__TASK SET__:
A – List every requirement Harry Muscle gives for the stand in the forum thread about a stand for a 5G tank.
B – In the forum thread about a stand for a 5G tank, what did blossom112 get at Home Depot?

__SOURCE TEXT__:
__________________________________________________

# Suggestions for a nice stand for a 5G tank



## Harry Muscle (Mar 21, 2007)

Assuming I don't find a cheap cube tank, I'm hoping to place a 5G nano planted tank next to my sofa, however, I'm have a very hard time finding a stand for it. I'm limited by available wall space, so I'm actually gonna be placing the short end of the 5G against the wall and the long end agaist the sofa. The problem is finding something to put it on.

I need something less that 15 inches wide (against the wall) and obviously more that 16 inches from front to back so that the 5G will fit on it. Roughly 30" high would be good (since that's normal fish tank stand height) and I would prefer black since that would fit nicely with all the other furniture in the living room. Anyone have any ideas at all? I've been looking thru everything I can come up with and I haven't turned up anything really.

Thanks,
Harry

P.S. I should probably add ... the stand needs to fit in with other nice living room furniture ... so not a cheap looking particle board stand


----------



## blossom112 (Mar 19, 2008)

I dont know how handy you are .
I myself have been having a stand problem ,I did bus some blk medal stacking stands,but still i need ...
When I baught 40gl from jim,I also got a what i think is a 2x4 stand and I like it but the color sucks (sry jim)
the top is open and i need it for a 30 gl ,so i went to home depot and got a nice peice pine and finish and paint .
im thinking for my next stand that i need is figuring my measurements and have them cut it for me then just put it together and paint .
They have a good paint to cover wood to give it a high gloss finish laqure generally used for dressers .
good luck!


----------

__________________________________________________

__ROWS__:
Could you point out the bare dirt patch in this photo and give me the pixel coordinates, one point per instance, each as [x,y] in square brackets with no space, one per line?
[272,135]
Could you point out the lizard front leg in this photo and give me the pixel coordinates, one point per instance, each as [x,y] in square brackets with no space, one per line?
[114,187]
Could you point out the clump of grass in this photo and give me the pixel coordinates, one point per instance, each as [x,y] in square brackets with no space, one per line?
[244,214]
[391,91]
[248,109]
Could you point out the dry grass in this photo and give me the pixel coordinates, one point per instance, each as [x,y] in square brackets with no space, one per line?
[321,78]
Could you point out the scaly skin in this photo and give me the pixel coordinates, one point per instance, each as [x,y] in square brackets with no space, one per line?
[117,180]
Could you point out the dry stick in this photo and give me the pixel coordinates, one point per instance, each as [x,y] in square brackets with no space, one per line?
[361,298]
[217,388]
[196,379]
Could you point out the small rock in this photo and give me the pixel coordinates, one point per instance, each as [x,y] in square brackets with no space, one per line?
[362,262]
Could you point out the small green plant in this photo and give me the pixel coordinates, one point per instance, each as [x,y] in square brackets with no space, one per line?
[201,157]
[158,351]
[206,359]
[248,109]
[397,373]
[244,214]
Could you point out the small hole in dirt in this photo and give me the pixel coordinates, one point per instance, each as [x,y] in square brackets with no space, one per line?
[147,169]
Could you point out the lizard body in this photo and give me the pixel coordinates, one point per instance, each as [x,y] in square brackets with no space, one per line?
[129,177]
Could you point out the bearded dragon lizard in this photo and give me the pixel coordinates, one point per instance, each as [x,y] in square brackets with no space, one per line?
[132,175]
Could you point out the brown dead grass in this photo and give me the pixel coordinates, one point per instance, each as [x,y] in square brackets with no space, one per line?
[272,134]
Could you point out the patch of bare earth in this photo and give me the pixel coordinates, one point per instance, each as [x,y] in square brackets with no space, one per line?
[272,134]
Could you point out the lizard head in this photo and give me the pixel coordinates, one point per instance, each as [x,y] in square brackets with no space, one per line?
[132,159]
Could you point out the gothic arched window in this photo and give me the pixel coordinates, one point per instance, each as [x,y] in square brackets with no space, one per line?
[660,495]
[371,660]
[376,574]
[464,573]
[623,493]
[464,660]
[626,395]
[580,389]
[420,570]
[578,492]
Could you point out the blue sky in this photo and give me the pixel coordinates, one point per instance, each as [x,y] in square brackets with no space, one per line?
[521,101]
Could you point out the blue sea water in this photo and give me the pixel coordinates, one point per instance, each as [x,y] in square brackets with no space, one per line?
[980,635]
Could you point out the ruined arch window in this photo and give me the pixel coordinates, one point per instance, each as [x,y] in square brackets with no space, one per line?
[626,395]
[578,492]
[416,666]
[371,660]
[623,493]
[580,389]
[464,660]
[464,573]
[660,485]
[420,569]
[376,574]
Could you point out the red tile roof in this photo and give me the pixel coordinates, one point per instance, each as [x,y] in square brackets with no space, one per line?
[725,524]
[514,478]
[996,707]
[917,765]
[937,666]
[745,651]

__________________________________________________

__EXERCISE RESPONSES__:
A –
- Less than 15 inches wide (against the wall)
- More than 16 inches from front to back
- Roughly 30 inches high
- Preferably black
- Fits in with other nice living room furniture, so not a cheap-looking particle board stand

B – A nice piece of pine, along with finish and paint.